> The data:
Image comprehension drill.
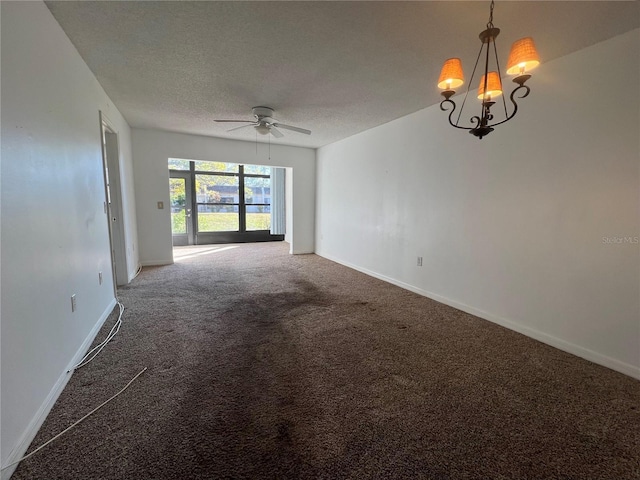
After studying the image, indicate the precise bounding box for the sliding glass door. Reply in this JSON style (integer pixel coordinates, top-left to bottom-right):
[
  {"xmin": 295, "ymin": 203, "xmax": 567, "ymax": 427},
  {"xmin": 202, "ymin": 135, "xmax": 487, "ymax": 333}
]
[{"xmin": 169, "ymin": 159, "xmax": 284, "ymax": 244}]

--

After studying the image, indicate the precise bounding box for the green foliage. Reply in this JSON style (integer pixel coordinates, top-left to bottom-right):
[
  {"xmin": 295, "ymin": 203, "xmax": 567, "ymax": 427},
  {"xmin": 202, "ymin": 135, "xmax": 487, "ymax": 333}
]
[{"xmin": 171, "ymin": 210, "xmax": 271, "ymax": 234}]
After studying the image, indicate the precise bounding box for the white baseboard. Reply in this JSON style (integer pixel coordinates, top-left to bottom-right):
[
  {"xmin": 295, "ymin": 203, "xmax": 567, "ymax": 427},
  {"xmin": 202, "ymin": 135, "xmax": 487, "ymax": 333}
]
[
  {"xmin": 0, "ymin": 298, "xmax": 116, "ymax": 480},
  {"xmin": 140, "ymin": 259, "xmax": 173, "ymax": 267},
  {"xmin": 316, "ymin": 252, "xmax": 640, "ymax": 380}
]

--

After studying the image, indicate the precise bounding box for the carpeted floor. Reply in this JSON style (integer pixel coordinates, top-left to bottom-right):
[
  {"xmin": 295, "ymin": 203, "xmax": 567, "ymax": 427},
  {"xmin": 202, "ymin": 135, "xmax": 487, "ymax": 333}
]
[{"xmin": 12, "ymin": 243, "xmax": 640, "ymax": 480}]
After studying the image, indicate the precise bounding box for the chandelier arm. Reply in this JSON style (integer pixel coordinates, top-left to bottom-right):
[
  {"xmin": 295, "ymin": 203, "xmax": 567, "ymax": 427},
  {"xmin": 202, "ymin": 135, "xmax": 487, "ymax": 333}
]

> Stated task: From the items above, copy every line that contains the string "indicate". Treat uppercase and lowercase as different.

> Completed exercise:
After studying the image, indicate the precise bounding box for the sliding glass door. Reply in this JSON style (integer pixel coordinates, top-left to bottom-right):
After studying the image, indicate the precise bounding box for the green foliage. Reply in this JSON style (integer pixel coordinates, top-left to bottom-right):
After studying the image, indicate the precise bounding box for the white baseboard. Reply in this JSON style (integer pixel coordinates, top-left to bottom-right):
After studying the image, indicate the precise bounding box for the carpeted floor. Reply in this JSON style (integer pixel coordinates, top-left to bottom-right):
After studying the image, indicate the precise bounding box for the chandelier arm. Reply in this JSON style (integer pixel coordinates, top-left to bottom-right):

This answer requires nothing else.